▶ **Quoted passage**

╔══

Laurence suggests that the commercially-driven mixed-use model of inner-urban retail and CBD commercial property may provide a solution to some challenges currently facing retirement developers.
“Today, cities including Brisbane, are struggling with the challenge of providing appropriate accommodation for older people in places where these people actually want to live, and that’s usually within the community to which they have always belonged,” Laurence said.
“And the second challenge then of course, is how to meet this demand for retirement accommodation in a way which keeps people connected to the world beyond the fence of the retirement village.
“Clearly, we don’t have the land in the inner-city or even the middle ring to spread out, so we must go up. But this also presents challenges, including how to achieve positive integration for those living in the village, but also connectivity to and through the village for neighbours and others in the community.”
Laurence suggests that the vertical village concept is only part of the answer.
“Going up, as in a vertical village featuring stacked apartments, solves the problem of sprawl and provides the opportunity to develop near-city sites for retirement where zoning will allow.

╚══

▶ **Instructions**
**1)** Write out the retirement village passage word for word, everything from "Laurence suggests that the vertical" down to "zoning will allow.".
**2)** List every hyphenated term in the retirement village passage.
**3)** Carry on the retirement village passage from its final sentence.
The rows have nothing to do with the retirement village passage.

▶ **Recorded information**
╔══

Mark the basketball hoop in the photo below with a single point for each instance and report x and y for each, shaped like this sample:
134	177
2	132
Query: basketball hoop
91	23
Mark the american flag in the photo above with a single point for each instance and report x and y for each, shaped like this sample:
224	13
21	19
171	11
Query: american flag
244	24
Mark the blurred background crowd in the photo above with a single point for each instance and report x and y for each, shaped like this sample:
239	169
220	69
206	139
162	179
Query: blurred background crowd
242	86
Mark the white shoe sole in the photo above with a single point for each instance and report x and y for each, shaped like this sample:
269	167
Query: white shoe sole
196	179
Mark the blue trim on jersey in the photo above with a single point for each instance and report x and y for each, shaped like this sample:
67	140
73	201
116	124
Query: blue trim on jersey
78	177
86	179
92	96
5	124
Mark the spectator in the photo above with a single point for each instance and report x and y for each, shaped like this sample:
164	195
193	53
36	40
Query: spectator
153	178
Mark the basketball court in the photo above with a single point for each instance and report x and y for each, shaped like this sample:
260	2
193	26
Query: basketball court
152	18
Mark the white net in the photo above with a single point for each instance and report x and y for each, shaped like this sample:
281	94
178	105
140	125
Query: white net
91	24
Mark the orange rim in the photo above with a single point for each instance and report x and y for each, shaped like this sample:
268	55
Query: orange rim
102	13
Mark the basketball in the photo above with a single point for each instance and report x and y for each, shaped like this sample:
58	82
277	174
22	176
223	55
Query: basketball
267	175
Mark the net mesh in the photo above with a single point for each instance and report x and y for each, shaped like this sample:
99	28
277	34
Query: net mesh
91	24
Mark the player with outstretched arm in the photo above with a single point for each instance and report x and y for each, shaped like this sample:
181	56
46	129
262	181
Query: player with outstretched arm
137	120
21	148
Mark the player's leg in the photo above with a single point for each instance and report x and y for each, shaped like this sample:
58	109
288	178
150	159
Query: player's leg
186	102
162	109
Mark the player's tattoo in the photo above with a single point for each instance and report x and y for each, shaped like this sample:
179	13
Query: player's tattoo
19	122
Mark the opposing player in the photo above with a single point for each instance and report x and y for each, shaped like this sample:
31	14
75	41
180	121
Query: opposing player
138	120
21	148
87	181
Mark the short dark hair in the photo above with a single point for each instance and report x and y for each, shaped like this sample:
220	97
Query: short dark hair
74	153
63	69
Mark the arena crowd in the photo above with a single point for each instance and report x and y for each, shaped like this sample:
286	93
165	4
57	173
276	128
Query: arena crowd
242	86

╚══

▶ **Answers below**
**1)**
Laurence suggests that the vertical village concept is only part of the answer.
“Going up, as in a vertical village featuring stacked apartments, solves the problem of sprawl and provides the opportunity to develop near-city sites for retirement where zoning will allow.

**2)**
commercially-driven
mixed-use
inner-urban
inner-city
near-city

**3)**
“But what if we were to open up and activate the ground plane of these villages in the same way that a commercial building might have cafes, shops and laneways at street level? We could both engage the community, connect the residents to the social framework nearby and as an added bonus, also create an entirely new revenue platform for the village operator.”
In design terms, this means a focus on integration and vertical layering which can be achieved through design and a clever approach to product mix and tenancy consideration.
DMA Partners’ Managing Director Ryan Andersen said, “This model fits well with the lifestyle trend of eating out and the rise of food and beverage precincts in the suburbs.
“We are continuing to do a lot of work in the retail space and there is an intense focus by owners and operators on delivering a quality food and beverage offering.
“It is possible to see how this concept could be translated to retirement villages in the suburbs and effectively achieve two things – ground plane activation and a new income stream for the retirement village, but also new spaces for neighbourhood social activity built around dining,” Mr Andersen said.
Laurence Taylor said, “If we thought about the ground floor as being the social and community space, we could identify revenue opportunities with retailers who could service both the village and the surrounding community.
“Then, if we considered a first floor as a service layer, perhaps with medical suites and other serviced office space, we could provide both the things the retirees need but also generate income through new GLA.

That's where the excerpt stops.